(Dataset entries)
----------
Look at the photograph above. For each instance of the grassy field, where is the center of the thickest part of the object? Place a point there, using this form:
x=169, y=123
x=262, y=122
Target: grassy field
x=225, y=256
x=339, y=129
----------
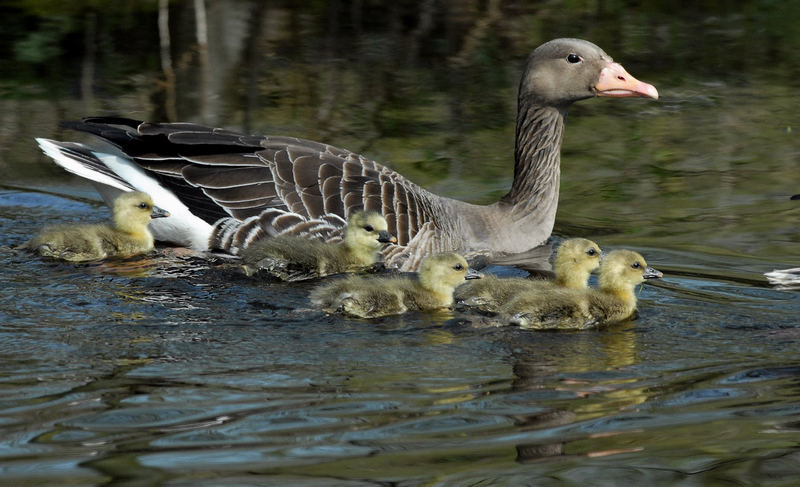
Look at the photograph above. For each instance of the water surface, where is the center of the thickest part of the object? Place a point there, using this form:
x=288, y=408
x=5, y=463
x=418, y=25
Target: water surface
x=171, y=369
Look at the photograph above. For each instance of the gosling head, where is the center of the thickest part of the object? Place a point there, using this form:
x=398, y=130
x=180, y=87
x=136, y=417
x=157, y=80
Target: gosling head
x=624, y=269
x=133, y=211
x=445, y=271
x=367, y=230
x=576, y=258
----------
* Prompt *
In the entries above, restate word for word the lines between the one holding "x=418, y=25" and the one holding "x=157, y=80", inclusive, and nothing besides.

* Expected answer *
x=418, y=25
Target: water surface
x=171, y=369
Look at the photograph above. For each instance of the gosling head, where is the center of the thickest part of the object? Place a point there, using this form:
x=398, y=130
x=180, y=87
x=136, y=417
x=157, y=80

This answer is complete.